Text-to-region grounding data:
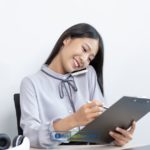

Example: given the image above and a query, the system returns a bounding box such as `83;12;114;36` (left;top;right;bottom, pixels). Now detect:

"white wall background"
0;0;150;146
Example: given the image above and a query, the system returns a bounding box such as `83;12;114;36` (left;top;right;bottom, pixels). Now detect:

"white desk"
30;143;150;150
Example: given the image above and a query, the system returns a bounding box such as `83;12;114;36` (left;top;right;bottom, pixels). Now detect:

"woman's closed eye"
82;46;87;53
82;46;94;63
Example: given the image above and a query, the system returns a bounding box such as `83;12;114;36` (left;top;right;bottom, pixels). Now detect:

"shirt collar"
41;64;71;80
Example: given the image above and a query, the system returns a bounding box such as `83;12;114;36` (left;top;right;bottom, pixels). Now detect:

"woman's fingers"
87;100;105;113
109;131;129;142
128;121;136;134
75;99;104;126
109;131;129;146
89;106;104;113
87;99;103;108
109;121;136;146
115;127;133;140
92;99;103;106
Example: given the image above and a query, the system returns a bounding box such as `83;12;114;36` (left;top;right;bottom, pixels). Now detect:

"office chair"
14;93;23;135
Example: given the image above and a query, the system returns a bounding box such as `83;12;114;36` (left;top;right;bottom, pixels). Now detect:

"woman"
20;23;135;148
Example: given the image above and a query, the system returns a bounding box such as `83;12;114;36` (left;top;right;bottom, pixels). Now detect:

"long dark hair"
45;23;104;95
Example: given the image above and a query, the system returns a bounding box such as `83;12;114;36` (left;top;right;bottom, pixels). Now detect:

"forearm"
53;113;78;131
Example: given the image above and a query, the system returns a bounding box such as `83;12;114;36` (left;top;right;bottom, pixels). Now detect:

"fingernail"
116;127;120;131
109;131;113;135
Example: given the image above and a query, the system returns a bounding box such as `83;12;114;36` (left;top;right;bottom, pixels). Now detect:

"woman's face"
59;37;99;73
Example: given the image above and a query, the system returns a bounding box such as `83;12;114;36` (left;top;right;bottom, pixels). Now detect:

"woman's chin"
67;64;81;73
68;65;77;73
65;67;74;74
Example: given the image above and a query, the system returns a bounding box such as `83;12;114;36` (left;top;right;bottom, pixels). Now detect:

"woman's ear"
63;37;71;46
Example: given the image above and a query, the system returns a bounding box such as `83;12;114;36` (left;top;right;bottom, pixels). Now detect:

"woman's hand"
109;121;136;146
73;99;104;126
53;100;104;131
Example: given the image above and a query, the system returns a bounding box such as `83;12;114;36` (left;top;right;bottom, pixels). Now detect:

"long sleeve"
20;77;60;148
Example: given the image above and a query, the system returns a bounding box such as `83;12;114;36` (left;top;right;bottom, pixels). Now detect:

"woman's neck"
48;55;65;74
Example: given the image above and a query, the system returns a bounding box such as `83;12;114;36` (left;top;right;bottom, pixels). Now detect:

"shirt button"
69;110;72;113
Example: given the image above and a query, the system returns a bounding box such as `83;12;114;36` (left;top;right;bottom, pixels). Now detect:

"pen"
102;106;108;110
87;101;108;110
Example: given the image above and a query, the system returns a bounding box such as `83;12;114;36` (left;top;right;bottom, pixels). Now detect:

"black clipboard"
69;96;150;144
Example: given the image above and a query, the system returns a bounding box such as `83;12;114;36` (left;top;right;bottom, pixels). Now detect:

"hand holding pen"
87;100;108;110
73;99;108;126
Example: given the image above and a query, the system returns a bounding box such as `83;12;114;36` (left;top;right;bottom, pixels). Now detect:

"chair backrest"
14;93;23;135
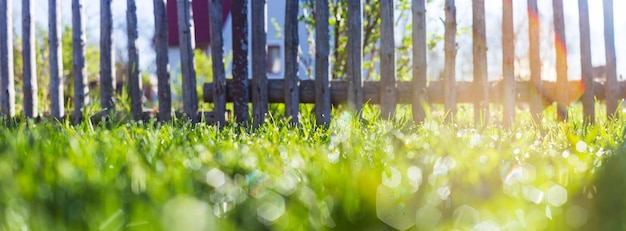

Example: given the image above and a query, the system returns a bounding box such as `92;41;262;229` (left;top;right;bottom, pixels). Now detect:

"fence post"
578;0;594;123
0;0;14;117
315;0;331;126
72;0;87;123
101;0;116;117
177;0;199;121
472;0;488;124
50;0;64;119
553;0;568;121
153;0;172;121
527;0;542;123
252;0;268;126
232;0;249;123
210;0;226;125
24;0;37;118
603;0;619;119
127;0;142;120
380;0;396;120
502;0;515;126
412;0;427;124
285;0;299;124
444;0;456;121
347;0;363;115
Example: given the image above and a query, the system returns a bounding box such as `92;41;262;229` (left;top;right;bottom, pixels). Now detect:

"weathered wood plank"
101;0;116;116
603;0;619;119
284;0;300;124
472;0;488;124
444;0;457;121
127;0;142;121
232;0;249;123
72;0;87;123
177;0;199;121
380;0;396;120
209;0;226;125
204;80;617;105
315;0;331;126
527;0;542;123
24;0;37;118
578;0;594;123
252;0;268;126
0;0;14;117
553;0;568;121
412;0;427;123
502;0;515;126
347;0;363;114
153;0;172;121
50;0;64;119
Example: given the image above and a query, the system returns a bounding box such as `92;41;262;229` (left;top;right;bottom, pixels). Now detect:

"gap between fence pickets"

## INSTRUCTIONS FOR THE TASK
The records above should be reproduced exactly, with the pictures omitted.

## RESPONSE TO THE EXERCISE
Example: given the image above and a query, the system returns a bounding box such as `83;12;114;36` (left;top;right;bottom, pixels). Now detect:

"white wall background"
0;0;150;146
Example: given the image above and a query, the system returns a bounding box such as `83;12;114;36` (left;top;right;bottom, pixels). Now detect:

"white desk"
30;143;150;150
Example: given the image above and a query, the system returns a bounding box such as `83;12;114;36` (left;top;right;bottom, pixels). Now detect:

"woman's closed eye"
82;46;87;53
82;46;94;63
Example: given the image above and a query, the system returns a bounding box such as `83;12;114;36` (left;top;right;bottom, pixels). Now detect:

"shirt collar"
41;64;71;80
Example: given the image above and a query, the system returns a bounding box such as `83;12;114;36` (left;top;right;bottom, pixels). Now detect:

"woman's fingers"
87;100;105;113
109;131;129;142
128;121;136;134
75;99;104;126
109;131;129;146
89;106;104;113
87;99;103;108
109;121;136;146
115;127;133;140
92;99;103;106
Example: given the image above and a query, the system returns a bounding box such as `83;12;114;36` (left;top;right;bottom, pixels). Now detect:

"office chair"
14;93;23;135
Example: given the image above and a query, the system returns a bounding box such as `83;12;114;36` (left;top;right;bottom, pixels). Now detect:

"woman"
20;23;135;148
Example: given the image above and a query, the system returns a bounding box such as `83;12;114;36` (left;top;right;bottom, pixels). Now detect:

"long dark hair"
45;23;104;95
Example: given the image above and a query, the system returns a bounding box such as `83;12;114;36` (left;top;right;bottom, pixels). Now detect:

"forearm"
53;113;78;131
Example: given the image above and a query, the system returns a bounding box such as `83;12;114;36` (left;top;right;bottom, pixels). Now detect:

"fingernail"
116;127;120;131
109;131;113;135
Example: given the image above and a query, the system returns a bounding box such as `83;12;114;36` (left;top;right;bottom, pixels). Now detect:

"woman's face"
59;37;99;73
Example: given the image above and a query, the system returns a bounding box such as `83;12;114;36` (left;top;right;bottom, pixels). Now detect:

"woman's chin"
67;64;81;73
68;65;77;73
65;67;74;74
Example: given the image above and a query, the system returns a bounding box such as `83;12;114;36` (left;top;right;bottom, pixels). Now detect:

"woman's ear"
63;37;71;46
Example: given the image above and a query, the system returns a bounding box such as `83;12;114;36` (left;top;right;bottom, pixels). Now detect:

"woman's hand"
109;121;136;146
73;99;104;126
53;100;104;131
Example: given the image above and a query, the system returns a bounding box such as `83;12;114;36` (left;top;right;bottom, pixels). Now detect:

"long sleeve"
20;77;60;148
Example: given the image above and a query, the system returns a bounding box such as `83;12;114;36` (left;top;right;bottom, pixels). Now detect:

"woman's neck"
48;55;65;74
Example: given the image above and a query, the system returns a bounding box such as `83;12;114;36` (left;top;right;bottom, pixels). Now detect:

"shirt button"
69;110;72;113
Example: given the image above and a query, the system returns a bounding box such as `83;12;114;36` (left;top;right;bottom, pixels). Now detect:

"pen"
102;106;108;110
87;101;108;110
Example: given the image above and a query, the system returns a bounding box such as `83;12;114;36` (left;top;right;bottom, pixels). Now detect:

"black clipboard"
69;96;150;144
Example: given the image above and a query, the system returns a bounding box such as `83;12;114;36` (left;top;right;bottom, pixels). Now detect:

"hand holding pen"
87;100;108;110
73;99;108;126
Example: given the image above and a query, the system returns a bounding box such as `83;12;114;36` (left;top;right;bottom, pixels). Now detect:

"chair backrest"
14;93;23;135

Example: given the image above and a query, the system returns a bounding box such as `92;41;262;229` (left;top;right;bottom, pixels). Now detect:

"fence post"
578;0;594;123
0;0;14;117
315;0;331;126
72;0;87;123
101;0;116;117
177;0;199;121
472;0;488;124
50;0;64;119
553;0;568;121
153;0;172;121
527;0;542;123
252;0;268;126
232;0;249;123
210;0;226;125
24;0;37;118
603;0;619;119
127;0;142;120
380;0;396;120
502;0;515;126
412;0;427;124
285;0;299;124
444;0;456;121
347;0;363;115
Example: given the image above and a query, the system returns a bounding box such as `92;41;262;229` (left;top;right;bottom, pixels). Now detect:

"weathered wood plank"
101;0;116;116
603;0;619;119
284;0;300;124
472;0;488;124
444;0;457;121
127;0;142;121
232;0;249;123
72;0;87;123
177;0;199;121
380;0;396;120
209;0;226;125
204;80;617;105
315;0;331;126
527;0;542;123
24;0;37;118
578;0;594;123
252;0;268;126
0;0;14;117
553;0;568;121
412;0;427;123
502;0;515;126
347;0;363;114
153;0;172;121
50;0;64;119
Example: given the image above and a query, the system returns a bounding box such as `92;41;262;229` (left;top;right;bottom, pixels). Now detect:

"gap between fence pickets"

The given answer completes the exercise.